* _Selected extract_:
Differential cryptanalysis was introduced in 1991 [2], and aims at evaluating confidentiality by testing whether it is possible to find the secret key within a reasonable number of trials. The idea is to consider plaintext pairs \((X,X')\) and to study the propagation of the initial difference between X and \(X'\) while going through the successive rounds. We note \(\delta X_i\) the xor difference between the two plaintexts \(X_i\) and \(X'_i\) obtained after the ith round of the ciphering of X and \(X'\), i.e., \(\delta X_i = X_i \oplus X'_i\), and we say that \(\delta X_i[j][k]=X_i[j][k] \oplus X'_i[j][k]\) is a differential byte (for each column and row \(j, k\in [0,3]\)).

Let us keep in mind that the round function f is composed of a set of linear operations (SR, MC, ARK) and a non linear operation (S). The linear operations only move differences to other places. Indeed, for every linear operation \(l\in \{SR, MC, ARK\}\), we have \(l(A\oplus B)=l(A)\oplus l(B)\). So, we can easily predict how differences are propagated from \(\delta X_i\) to \(\delta X_{i+1}\) by these operations.

* _Entries supplied_:

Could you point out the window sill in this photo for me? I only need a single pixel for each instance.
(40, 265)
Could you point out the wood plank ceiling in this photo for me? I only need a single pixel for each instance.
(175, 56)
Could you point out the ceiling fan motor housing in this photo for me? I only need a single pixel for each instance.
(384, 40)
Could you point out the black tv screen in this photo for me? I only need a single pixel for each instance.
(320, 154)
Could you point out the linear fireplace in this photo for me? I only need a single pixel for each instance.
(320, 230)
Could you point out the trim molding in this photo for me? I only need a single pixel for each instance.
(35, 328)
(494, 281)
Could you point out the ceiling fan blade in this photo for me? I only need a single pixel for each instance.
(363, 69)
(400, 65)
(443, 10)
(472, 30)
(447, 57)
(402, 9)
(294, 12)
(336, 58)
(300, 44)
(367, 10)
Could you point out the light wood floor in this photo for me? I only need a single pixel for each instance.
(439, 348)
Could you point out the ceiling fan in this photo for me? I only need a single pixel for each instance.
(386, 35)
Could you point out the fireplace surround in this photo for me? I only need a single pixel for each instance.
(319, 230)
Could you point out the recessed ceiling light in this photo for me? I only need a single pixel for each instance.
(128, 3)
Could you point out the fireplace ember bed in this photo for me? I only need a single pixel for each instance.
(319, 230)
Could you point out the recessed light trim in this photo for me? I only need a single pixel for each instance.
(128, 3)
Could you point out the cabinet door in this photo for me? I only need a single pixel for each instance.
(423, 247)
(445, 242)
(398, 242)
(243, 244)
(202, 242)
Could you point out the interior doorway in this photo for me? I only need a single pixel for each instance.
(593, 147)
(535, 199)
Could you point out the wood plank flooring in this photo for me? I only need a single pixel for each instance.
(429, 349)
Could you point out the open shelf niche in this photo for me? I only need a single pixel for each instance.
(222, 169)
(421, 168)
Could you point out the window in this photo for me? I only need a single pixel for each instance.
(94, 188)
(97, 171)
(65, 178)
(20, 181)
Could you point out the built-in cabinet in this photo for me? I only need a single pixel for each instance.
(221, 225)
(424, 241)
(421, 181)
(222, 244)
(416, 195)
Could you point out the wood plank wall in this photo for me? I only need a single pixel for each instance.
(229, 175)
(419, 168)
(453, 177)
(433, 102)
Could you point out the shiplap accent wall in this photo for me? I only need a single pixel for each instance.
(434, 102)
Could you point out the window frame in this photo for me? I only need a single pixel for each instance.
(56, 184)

* _Tasks to perform_:
- A) Reproduce verbatim the stretch of the differential cryptanalysis passage from "Differential cryptanalysis was" through "row \(j, k\in [0,3]\)).".
- B) Summarize the differential cryptanalysis passage in two sentences.
The items have no connection to the passage on differential cryptanalysis.

* _The results_:
- A)
Differential cryptanalysis was introduced in 1991 [2], and aims at evaluating confidentiality by testing whether it is possible to find the secret key within a reasonable number of trials. The idea is to consider plaintext pairs \((X,X')\) and to study the propagation of the initial difference between X and \(X'\) while going through the successive rounds. We note \(\delta X_i\) the xor difference between the two plaintexts \(X_i\) and \(X'_i\) obtained after the ith round of the ciphering of X and \(X'\), i.e., \(\delta X_i = X_i \oplus X'_i\), and we say that \(\delta X_i[j][k]=X_i[j][k] \oplus X'_i[j][k]\) is a differential byte (for each column and row \(j, k\in [0,3]\)).

- B) Differential cryptanalysis, introduced in 1991, evaluates confidentiality by testing whether the secret key can be found within a reasonable number of trials, studying how the initial xor difference between a pair of plaintexts propagates through the successive rounds. Because the round function's operations SR, MC and ARK are linear and only move differences to other places, it is easy to predict how these operations propagate differences from one round to the next.